=== Défi 1 ===
Répondez aux questions suivantes d'après l'extrait sur le gnawi.
(a) Qui signe l'extrait ?
(b) Quelle profession l'extrait attribue-t-il à Karim Ziad ?
(c) Sous quel autre nom le gnawi est-il connu au Maroc ?

=== Extrait de page ===
----
Culture : Le coup de bill’art du Soir
Au cœur de l’océan gnawi
Par Kader Bakou
Quelque part à Alger, des artistes algériens et marocains discutent. La majorité sont noirs et portent des boubous traditionnels. Il y a aussi le jazzman algérien blanc Karim Ziad et des métis. On ne peut pas différencier les Algériens des Marocains. Même leur accent est parfois identique. Karim Ziad parle des similitudes entre le blues et le gnawi appelé aussi tagnawit au Maroc.
----
Données source:
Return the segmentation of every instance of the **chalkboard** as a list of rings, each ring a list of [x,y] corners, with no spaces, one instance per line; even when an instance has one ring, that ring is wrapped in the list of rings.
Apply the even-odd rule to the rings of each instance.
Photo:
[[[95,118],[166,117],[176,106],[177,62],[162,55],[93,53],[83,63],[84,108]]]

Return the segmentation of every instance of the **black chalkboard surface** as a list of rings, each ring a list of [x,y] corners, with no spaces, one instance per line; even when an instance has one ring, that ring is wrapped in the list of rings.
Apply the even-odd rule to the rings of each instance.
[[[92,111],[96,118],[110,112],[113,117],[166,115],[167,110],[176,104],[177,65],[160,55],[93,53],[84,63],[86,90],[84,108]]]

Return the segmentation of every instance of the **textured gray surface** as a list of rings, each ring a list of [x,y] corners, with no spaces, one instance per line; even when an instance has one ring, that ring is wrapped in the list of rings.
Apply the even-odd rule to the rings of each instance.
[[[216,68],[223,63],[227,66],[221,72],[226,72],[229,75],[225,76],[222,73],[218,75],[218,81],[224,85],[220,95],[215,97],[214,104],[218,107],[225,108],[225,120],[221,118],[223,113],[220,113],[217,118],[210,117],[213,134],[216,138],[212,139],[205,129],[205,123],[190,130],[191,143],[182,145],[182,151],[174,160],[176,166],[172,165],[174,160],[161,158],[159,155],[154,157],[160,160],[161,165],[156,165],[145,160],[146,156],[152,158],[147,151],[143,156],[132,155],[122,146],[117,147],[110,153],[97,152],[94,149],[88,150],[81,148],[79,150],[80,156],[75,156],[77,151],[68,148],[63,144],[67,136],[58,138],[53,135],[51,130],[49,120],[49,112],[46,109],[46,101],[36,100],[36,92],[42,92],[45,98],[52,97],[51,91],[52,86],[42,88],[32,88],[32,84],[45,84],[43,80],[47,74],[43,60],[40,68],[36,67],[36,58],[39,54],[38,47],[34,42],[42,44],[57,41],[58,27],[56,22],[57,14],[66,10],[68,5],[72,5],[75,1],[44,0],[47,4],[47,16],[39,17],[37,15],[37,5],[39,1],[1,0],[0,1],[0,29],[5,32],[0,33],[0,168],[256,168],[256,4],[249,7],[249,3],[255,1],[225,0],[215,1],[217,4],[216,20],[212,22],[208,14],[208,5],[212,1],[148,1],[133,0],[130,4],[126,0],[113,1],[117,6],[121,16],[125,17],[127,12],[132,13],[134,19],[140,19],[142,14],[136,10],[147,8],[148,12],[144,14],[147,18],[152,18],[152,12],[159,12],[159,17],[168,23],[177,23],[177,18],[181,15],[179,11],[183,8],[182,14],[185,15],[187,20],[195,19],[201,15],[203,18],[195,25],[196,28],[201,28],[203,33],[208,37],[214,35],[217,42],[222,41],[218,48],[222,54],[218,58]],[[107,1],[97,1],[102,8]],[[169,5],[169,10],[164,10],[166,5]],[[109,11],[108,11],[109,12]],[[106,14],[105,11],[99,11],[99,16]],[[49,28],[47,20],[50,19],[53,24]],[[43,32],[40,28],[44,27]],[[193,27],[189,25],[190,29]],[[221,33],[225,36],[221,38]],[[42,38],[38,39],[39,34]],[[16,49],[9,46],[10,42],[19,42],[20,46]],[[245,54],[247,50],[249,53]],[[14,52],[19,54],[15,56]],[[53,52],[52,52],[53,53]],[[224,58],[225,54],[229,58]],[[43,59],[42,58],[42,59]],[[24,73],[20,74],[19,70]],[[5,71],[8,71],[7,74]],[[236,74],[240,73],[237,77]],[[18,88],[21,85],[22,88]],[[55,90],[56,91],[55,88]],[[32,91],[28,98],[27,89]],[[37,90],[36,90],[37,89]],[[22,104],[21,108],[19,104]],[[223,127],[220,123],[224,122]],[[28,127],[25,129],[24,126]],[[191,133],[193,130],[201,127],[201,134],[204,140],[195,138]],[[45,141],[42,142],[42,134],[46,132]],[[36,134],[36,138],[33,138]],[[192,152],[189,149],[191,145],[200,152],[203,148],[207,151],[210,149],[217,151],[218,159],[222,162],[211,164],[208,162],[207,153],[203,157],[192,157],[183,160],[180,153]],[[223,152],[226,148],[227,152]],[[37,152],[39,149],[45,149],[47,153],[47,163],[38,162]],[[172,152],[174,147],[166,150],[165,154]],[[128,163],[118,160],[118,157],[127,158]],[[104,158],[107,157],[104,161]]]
----
=== Défi 2 ===
Trouvez dans les lignes fournies toutes celles qui contiennent la chaîne "line", puis recopiez-les.

=== Résultat 1 ===
(a) Kader Bakou.
(b) Il est jazzman.
(c) Tagnawit.

=== Résultat 2 ===
Return the segmentation of every instance of the **chalkboard** as a list of rings, each ring a list of [x,y] corners, with no spaces, one instance per line; even when an instance has one ring, that ring is wrapped in the list of rings.
Return the segmentation of every instance of the **black chalkboard surface** as a list of rings, each ring a list of [x,y] corners, with no spaces, one instance per line; even when an instance has one ring, that ring is wrapped in the list of rings.
Return the segmentation of every instance of the **textured gray surface** as a list of rings, each ring a list of [x,y] corners, with no spaces, one instance per line; even when an instance has one ring, that ring is wrapped in the list of rings.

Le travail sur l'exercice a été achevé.